Segmentation mask data
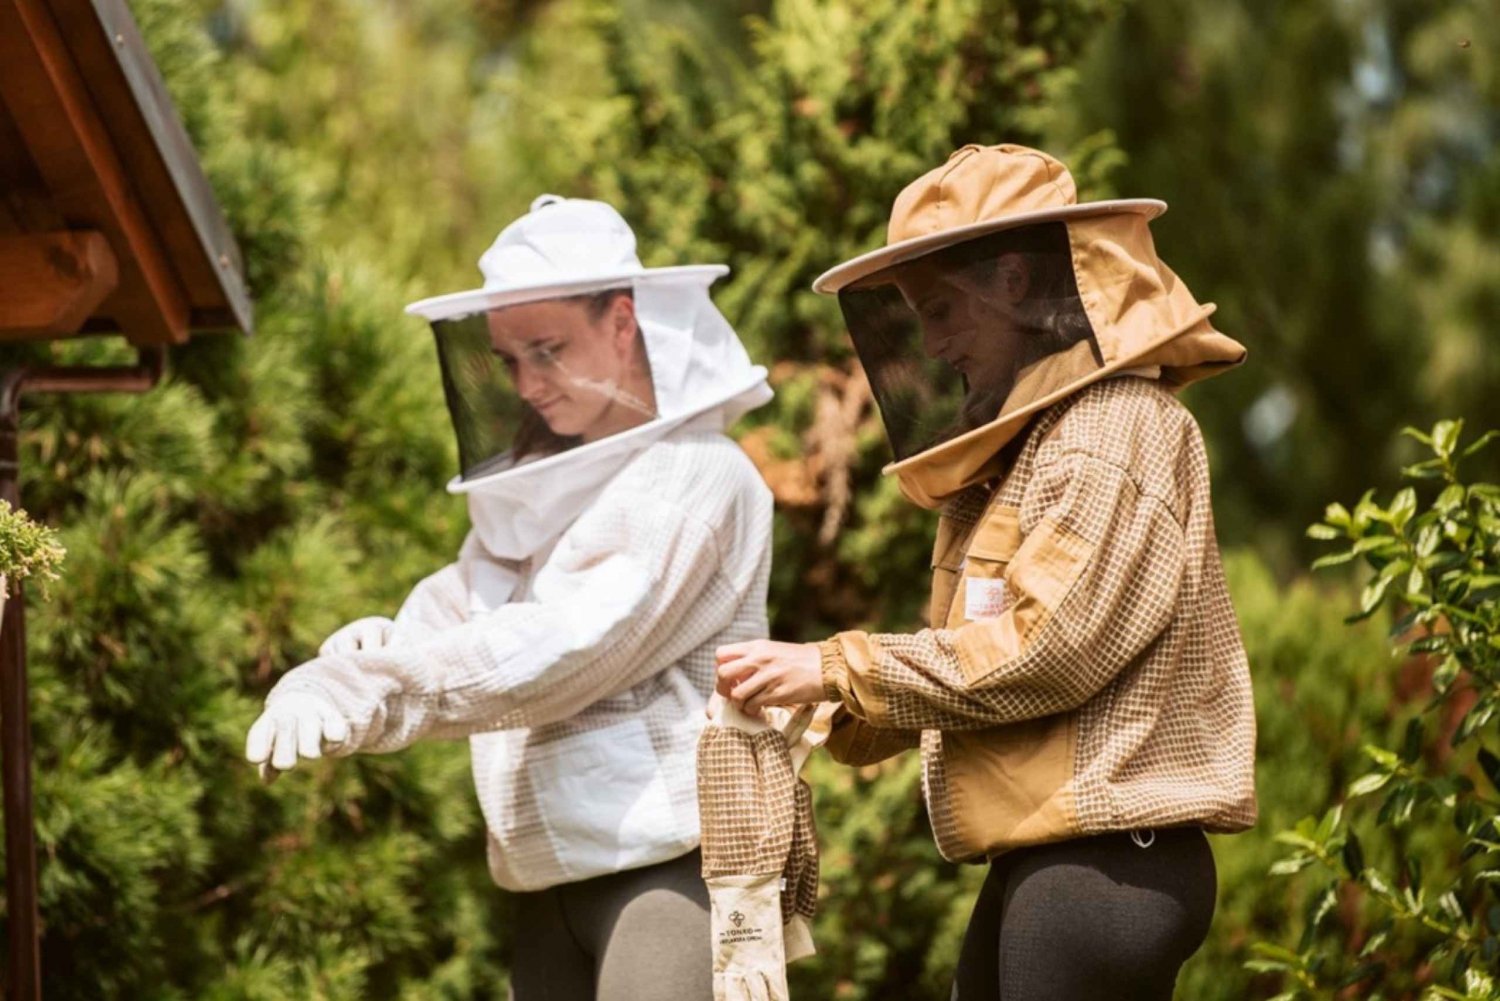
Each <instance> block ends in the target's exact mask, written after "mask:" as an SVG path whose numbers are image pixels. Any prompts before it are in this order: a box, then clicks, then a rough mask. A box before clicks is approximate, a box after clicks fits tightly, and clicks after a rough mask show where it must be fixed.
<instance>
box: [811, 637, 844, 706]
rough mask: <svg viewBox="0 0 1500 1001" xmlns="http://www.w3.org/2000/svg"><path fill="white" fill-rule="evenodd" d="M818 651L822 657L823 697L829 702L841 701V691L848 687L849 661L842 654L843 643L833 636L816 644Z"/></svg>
mask: <svg viewBox="0 0 1500 1001" xmlns="http://www.w3.org/2000/svg"><path fill="white" fill-rule="evenodd" d="M817 651H819V653H820V654H822V659H823V698H825V699H826V701H829V702H843V693H844V690H847V687H849V663H847V662H846V660H844V656H843V644H841V642H838V638H837V636H834V638H832V639H825V641H822V642H820V644H817Z"/></svg>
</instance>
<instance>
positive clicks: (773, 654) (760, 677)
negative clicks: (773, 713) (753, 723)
mask: <svg viewBox="0 0 1500 1001" xmlns="http://www.w3.org/2000/svg"><path fill="white" fill-rule="evenodd" d="M714 657H715V659H717V660H718V693H720V695H723V696H724V698H727V699H729V701H730V702H733V704H735V705H738V707H739V708H741V710H744V711H745V713H747V714H750V716H759V714H760V710H762V708H765V707H766V705H802V704H805V702H822V701H823V657H822V651H820V650H819V648H817V644H811V642H777V641H774V639H751V641H748V642H732V644H729V645H724V647H720V648H718V650H717V651H715V653H714Z"/></svg>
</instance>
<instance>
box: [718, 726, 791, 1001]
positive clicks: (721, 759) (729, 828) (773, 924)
mask: <svg viewBox="0 0 1500 1001" xmlns="http://www.w3.org/2000/svg"><path fill="white" fill-rule="evenodd" d="M795 803H796V773H795V771H793V770H792V758H790V755H789V752H787V746H786V738H784V737H783V735H781V732H780V731H777V729H774V728H771V726H769V725H766V723H763V722H760V720H756V719H751V717H748V716H745V714H744V713H739V711H738V710H736V708H733V707H732V705H724V707H723V708H721V713H720V716H718V717H717V719H715V720H714V722H711V723H709V725H708V726H705V728H703V735H702V737H700V738H699V743H697V806H699V816H700V822H702V831H703V840H702V851H703V882H705V884H706V885H708V900H709V923H711V929H712V954H714V1001H789V995H787V987H786V944H784V938H783V933H781V870H783V869H784V867H786V858H787V854H789V852H790V849H792V830H793V827H795Z"/></svg>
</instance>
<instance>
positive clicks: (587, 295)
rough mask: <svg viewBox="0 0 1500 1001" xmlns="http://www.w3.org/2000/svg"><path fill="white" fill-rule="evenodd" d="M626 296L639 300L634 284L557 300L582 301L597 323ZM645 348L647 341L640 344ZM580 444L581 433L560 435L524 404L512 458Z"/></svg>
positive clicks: (540, 414)
mask: <svg viewBox="0 0 1500 1001" xmlns="http://www.w3.org/2000/svg"><path fill="white" fill-rule="evenodd" d="M621 296H624V297H625V299H628V300H630V302H634V300H636V293H634V290H633V288H606V290H604V291H601V293H583V294H582V296H567V297H564V299H559V300H558V302H571V303H579V305H580V306H583V309H585V311H586V312H588V318H589V321H591V323H598V321H600V320H603V317H604V314H606V312H609V308H610V306H612V305H613V302H615V300H616V299H619V297H621ZM639 341H640V324H639V321H637V323H636V342H637V345H639ZM640 350H642V351H643V350H645V348H643V345H642V347H640ZM577 444H579V437H577V435H559V434H556V432H555V431H552V428H549V426H547V422H546V420H543V417H541V414H538V413H537V411H535V410H532V408H531V407H528V405H525V404H522V407H520V420H519V422H517V425H516V438H514V444H511V446H510V458H511V461H513V462H520V461H523V459H529V458H543V456H547V455H555V453H558V452H567V450H568V449H573V447H576V446H577Z"/></svg>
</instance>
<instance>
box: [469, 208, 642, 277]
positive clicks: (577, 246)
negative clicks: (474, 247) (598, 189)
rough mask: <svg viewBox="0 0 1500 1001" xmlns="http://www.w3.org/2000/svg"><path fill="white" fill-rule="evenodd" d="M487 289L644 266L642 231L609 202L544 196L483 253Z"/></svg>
mask: <svg viewBox="0 0 1500 1001" xmlns="http://www.w3.org/2000/svg"><path fill="white" fill-rule="evenodd" d="M478 270H480V273H481V275H483V276H484V291H501V290H507V288H516V287H526V285H544V284H553V282H573V281H580V279H589V278H604V276H610V275H631V273H634V272H639V270H642V267H640V258H639V257H637V255H636V234H634V231H631V228H630V224H628V222H625V221H624V218H622V216H621V215H619V213H618V212H616V210H615V207H613V206H609V204H606V203H603V201H591V200H588V198H559V197H558V195H541V197H538V198H537V200H535V201H532V203H531V212H528V213H526V215H523V216H520V218H519V219H516V221H514V222H511V224H510V225H508V227H505V228H504V230H501V231H499V236H498V237H495V242H493V243H492V245H490V248H489V249H487V251H484V254H483V255H481V257H480V258H478Z"/></svg>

* [Task to carry out] From the opening line of the entries above to the line containing "box: [718, 726, 791, 1001]", please transcribe each line exactly, skipping every picture.

* [Output below]
Each <instance> block ends in the target's exact mask, written after "mask:" as an SVG path whose numbers are image pixels. Any prompts before it are in this order: a box, then clicks, then a rough mask. A box before clicks is approximate, a box after clicks fits tightly, and clicks after a rough mask show where it must be fixed.
<instance>
box: [811, 637, 844, 706]
rough mask: <svg viewBox="0 0 1500 1001" xmlns="http://www.w3.org/2000/svg"><path fill="white" fill-rule="evenodd" d="M818 651L822 657L823 697L829 702L841 701V691L848 687L849 661L842 654L843 643L833 636L816 644Z"/></svg>
mask: <svg viewBox="0 0 1500 1001" xmlns="http://www.w3.org/2000/svg"><path fill="white" fill-rule="evenodd" d="M817 651H819V653H820V654H822V659H823V698H825V699H826V701H829V702H843V693H844V690H847V687H849V663H847V662H846V660H844V656H843V644H841V642H838V638H837V636H834V638H832V639H825V641H822V642H820V644H817Z"/></svg>
</instance>
<instance>
positive clicks: (773, 654) (760, 677)
negative clicks: (773, 713) (753, 723)
mask: <svg viewBox="0 0 1500 1001" xmlns="http://www.w3.org/2000/svg"><path fill="white" fill-rule="evenodd" d="M714 657H715V659H717V660H718V693H720V695H723V696H724V698H727V699H729V701H730V702H733V704H735V705H738V707H739V708H741V710H744V711H745V713H747V714H750V716H759V714H760V710H762V708H765V707H766V705H802V704H805V702H822V701H823V657H822V651H820V650H819V648H817V644H811V642H777V641H774V639H751V641H748V642H732V644H729V645H724V647H720V648H718V650H717V651H715V653H714Z"/></svg>
</instance>
<instance>
box: [718, 726, 791, 1001]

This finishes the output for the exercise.